うちの会社の朝礼では「職場の教養」という、道徳心や仕事の心構えを養うためのちょっと宗教臭い小冊子の小話を読み、それについての感想を書物から得た知見や実体験、時事ネタなどを交えたスピーチをするという面倒臭い習慣がある。
今日は俺の番。テーマは「積み重ねを楽しみましょう」
積み重ねるどころか、人生取っ散らかしまくりの俺と真逆のテーマ。
語れる体験談など皆無なのでしょうがないから、ちょっとしたエピソードを披露することに。
私が学生の頃、とある年配の男性から聴いた話です。
その男性、仮にAさんとしましょうか、Aさんは若かりし頃横浜に住んでいました。
若かりし頃と云いましても、二十年や三十年前ではありません。もっと以前、太平洋戦争の只中の時代です。Aさんは当時、軍需工場で働く二十歳手前の多感な青年でした。
ある休日、街を逍遥している時、Aさんは一人の美しい女性とすれ違いました。
その純情可憐で優雅な佇まいにAさんはたちまち一目惚れをし、熱に浮かされたように、女性の後をこっそり付けました。
女性が入っていったのは、豪壮な屋敷でした。きっと、名にし負う名士の邸宅に相違ありません。自分など釣り合うはずがないとAさんは失意のうちに家へ帰りますが、女性の姿が脳裏から離れず、どうにも諦めきれません。
そこでAさんは、女性の住所を調べ、彼女へ手紙を出すことにしました。
電子メールなどまだ存在せず、電話も交換手に繋いでもらっていた、そんな時代です。離れた相手への意思伝達は、手紙を使うしかありません。
相手への思いを文に認めそっと送る。ストーカーという言葉など、影も形もありません。お奥床しさを楽しむ趣致がそこかしこに残る時代でした。
Aさんは一枚の便箋に、慣れない筆付きで女性に宛てた手紙を書きます。しかし何ぶんシャイなAさん、あからさまに女性への想いを披瀝することなどできるはずもありません。手紙の内容は四方山話や時候の話など、他愛もない内容でした。
投函から約半月後、Aさんの元に女性からの返信が届きます。Aさんは飛び上がらんばかりに喜び、すぐさま女性宛の手紙をしたためました。
こうしてAさんと女性との文通は始まり、それは三年に及びました。
しかし折り悪く、Aさんの生活を激変させる出来事が起きます。
横浜大空襲です。

- - -

**作業内容 1**
提示文章の「その男性、仮にAさんとしましょうか、Aさんは若かりし頃横浜に住んでいました。」から「ある休日、街を逍遥している時、Aさんは一人の美しい女性とすれ違いました。」までを、両端の語句も含めて一字一句そのまま書き写してください。
**作業内容 2**
提示文章によると、Aさんと女性との文通は何年に及びましたか。
資料は、提示文章とは別の出典から取られたものです。

- - -

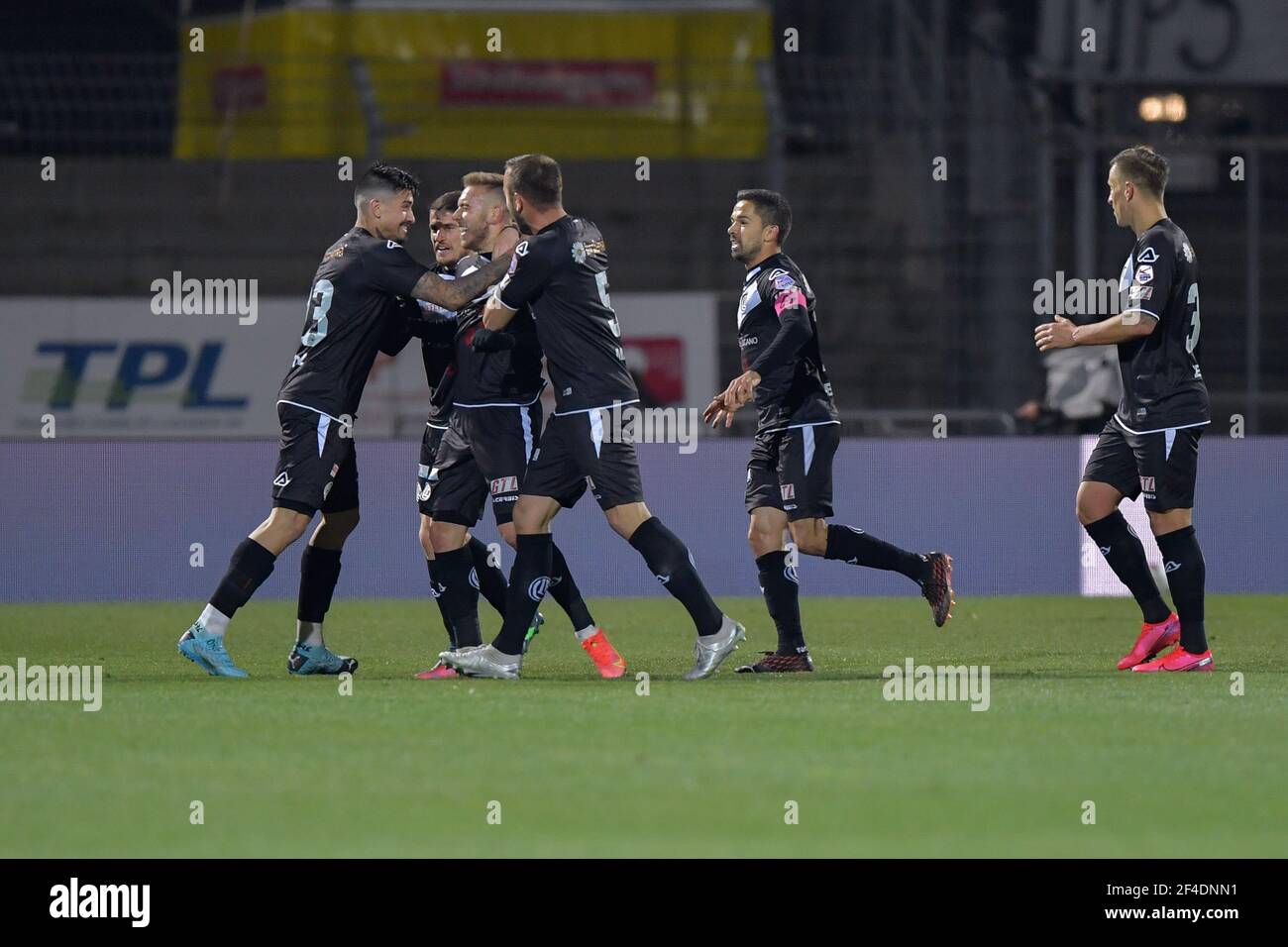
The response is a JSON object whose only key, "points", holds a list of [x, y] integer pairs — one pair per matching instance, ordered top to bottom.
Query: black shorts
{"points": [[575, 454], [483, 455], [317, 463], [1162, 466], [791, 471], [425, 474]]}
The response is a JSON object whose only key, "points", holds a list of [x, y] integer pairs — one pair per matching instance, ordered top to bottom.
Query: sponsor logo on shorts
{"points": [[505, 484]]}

- - -

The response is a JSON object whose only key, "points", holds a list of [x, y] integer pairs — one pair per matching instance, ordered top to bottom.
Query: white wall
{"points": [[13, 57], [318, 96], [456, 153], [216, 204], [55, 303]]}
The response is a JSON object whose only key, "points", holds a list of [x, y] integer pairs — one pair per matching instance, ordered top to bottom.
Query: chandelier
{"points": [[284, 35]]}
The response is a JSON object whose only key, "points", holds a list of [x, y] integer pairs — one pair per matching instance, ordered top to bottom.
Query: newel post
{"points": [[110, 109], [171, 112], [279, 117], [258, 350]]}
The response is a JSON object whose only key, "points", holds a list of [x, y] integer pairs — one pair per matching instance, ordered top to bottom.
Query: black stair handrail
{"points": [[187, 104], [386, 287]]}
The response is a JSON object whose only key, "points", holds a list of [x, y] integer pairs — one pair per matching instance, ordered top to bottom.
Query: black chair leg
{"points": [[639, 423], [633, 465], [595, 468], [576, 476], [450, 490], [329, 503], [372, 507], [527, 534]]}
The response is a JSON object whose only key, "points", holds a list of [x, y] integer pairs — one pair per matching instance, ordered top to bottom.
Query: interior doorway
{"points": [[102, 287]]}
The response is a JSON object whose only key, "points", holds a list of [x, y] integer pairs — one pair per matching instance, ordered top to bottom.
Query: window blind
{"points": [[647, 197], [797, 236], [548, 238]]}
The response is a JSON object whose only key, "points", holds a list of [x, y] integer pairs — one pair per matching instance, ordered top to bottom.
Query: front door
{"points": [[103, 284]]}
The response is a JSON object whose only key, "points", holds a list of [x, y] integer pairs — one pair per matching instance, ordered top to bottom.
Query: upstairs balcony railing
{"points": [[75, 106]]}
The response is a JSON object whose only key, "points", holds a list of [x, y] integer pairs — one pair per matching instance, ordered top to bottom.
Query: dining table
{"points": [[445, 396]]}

- - -

**模範解答 1**
その男性、仮にAさんとしましょうか、Aさんは若かりし頃横浜に住んでいました。
若かりし頃と云いましても、二十年や三十年前ではありません。もっと以前、太平洋戦争の只中の時代です。Aさんは当時、軍需工場で働く二十歳手前の多感な青年でした。
ある休日、街を逍遥している時、Aさんは一人の美しい女性とすれ違いました。

**模範解答 2**
三年に及びました。